Photo object pointing records —

════════════════

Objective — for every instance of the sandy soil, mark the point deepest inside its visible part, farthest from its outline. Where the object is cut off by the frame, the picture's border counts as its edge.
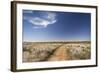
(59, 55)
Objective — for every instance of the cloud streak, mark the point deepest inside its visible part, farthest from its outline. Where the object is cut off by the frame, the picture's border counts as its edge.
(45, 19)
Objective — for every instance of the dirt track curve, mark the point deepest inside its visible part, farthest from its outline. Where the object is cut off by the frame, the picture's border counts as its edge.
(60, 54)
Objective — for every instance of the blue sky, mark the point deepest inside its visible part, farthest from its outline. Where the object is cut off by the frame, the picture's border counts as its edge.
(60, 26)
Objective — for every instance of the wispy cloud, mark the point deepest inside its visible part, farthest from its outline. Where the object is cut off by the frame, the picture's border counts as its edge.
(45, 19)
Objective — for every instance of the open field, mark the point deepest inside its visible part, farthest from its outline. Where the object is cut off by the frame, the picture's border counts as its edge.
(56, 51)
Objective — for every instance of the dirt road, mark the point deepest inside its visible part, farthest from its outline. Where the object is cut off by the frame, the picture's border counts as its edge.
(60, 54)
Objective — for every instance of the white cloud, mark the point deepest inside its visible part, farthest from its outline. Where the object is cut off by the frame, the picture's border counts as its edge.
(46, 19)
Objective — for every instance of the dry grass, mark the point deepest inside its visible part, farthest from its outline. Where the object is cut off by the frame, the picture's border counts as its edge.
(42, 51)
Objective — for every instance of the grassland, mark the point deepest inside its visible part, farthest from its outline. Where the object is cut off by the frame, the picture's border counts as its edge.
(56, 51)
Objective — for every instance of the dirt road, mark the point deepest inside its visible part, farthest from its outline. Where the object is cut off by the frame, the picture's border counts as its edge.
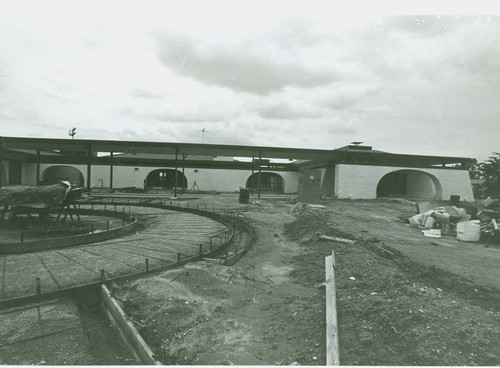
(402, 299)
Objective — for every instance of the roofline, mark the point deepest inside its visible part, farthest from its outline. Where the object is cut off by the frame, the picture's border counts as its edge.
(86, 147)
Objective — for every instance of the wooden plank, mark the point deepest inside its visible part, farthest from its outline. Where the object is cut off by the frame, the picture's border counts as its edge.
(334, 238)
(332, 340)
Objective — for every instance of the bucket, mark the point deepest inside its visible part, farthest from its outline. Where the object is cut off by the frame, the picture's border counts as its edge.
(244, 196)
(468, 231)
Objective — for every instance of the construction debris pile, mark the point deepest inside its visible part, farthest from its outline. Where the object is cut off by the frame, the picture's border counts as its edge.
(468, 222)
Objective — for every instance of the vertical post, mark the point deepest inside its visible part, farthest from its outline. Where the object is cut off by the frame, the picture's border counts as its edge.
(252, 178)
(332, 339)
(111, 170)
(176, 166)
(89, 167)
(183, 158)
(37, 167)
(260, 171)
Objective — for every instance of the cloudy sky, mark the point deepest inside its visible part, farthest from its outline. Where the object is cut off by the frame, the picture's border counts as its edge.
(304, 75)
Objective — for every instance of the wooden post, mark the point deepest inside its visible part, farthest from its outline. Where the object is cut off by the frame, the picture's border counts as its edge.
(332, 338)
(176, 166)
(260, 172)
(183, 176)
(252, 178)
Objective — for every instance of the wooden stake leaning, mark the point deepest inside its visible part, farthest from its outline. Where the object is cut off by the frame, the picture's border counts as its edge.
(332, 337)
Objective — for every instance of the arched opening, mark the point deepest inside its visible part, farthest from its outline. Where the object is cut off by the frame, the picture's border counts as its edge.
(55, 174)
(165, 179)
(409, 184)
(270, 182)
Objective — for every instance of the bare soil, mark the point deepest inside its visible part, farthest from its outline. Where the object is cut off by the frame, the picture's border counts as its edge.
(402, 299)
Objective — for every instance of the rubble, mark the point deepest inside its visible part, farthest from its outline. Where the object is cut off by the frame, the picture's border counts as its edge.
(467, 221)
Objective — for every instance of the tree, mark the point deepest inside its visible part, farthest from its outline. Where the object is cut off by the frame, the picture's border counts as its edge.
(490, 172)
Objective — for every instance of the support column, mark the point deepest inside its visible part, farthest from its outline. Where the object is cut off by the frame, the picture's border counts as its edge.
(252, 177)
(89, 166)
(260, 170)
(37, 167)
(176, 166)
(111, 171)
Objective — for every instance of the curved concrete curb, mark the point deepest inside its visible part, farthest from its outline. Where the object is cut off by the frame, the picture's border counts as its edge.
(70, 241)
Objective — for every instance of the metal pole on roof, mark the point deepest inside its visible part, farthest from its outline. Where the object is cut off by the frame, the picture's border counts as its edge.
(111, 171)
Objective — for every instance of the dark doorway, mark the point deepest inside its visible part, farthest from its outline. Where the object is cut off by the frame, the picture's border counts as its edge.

════════════════

Set down, unchanged, the line that contains "Objective — for every instance of the bare" together with every later line in the records, through the last one.

Objective — for every instance of the bare soil, mark the point deepest inside its visible part, farthest from its outline. Where the object is cut off by the frame, the picture's border counts as its edge.
(402, 299)
Objective — for every instance of the rubble, mark the point deepest inside its visible part, farthest from its outline. Where the object is cut off by the frame, the picture's border counts as its edge.
(467, 221)
Objective — for every instance of the tree, mark the point deepest inside its visible part, farthest from its outline. Where the object is cut off by the frame, the picture's border counts as its edge.
(490, 172)
Objective — for every instance of the support column, mark the point deepest inside its visible part, farthest from its outline. Where the object is cut off by the frame, the picture's border counts as its edge.
(252, 177)
(89, 166)
(260, 170)
(37, 167)
(176, 166)
(111, 171)
Objective — for every instance of the curved concrete curb, mark the point deepest inside its visible part, farthest from its outline. Where the object is cut off by the frame, the picture's border counts as its edge.
(70, 241)
Objective — for every instance of the metal pole on roof, mark the point deepest inside its visible part, farthest from its outline. Where the object is cut off by the frame, the picture's border counts as its edge.
(111, 171)
Objective — for every instance of the dark doorway, mark the point deepest inside its visible part, farthest from its outline. Where the object is cut off by the frame, the picture's border counts as its edge.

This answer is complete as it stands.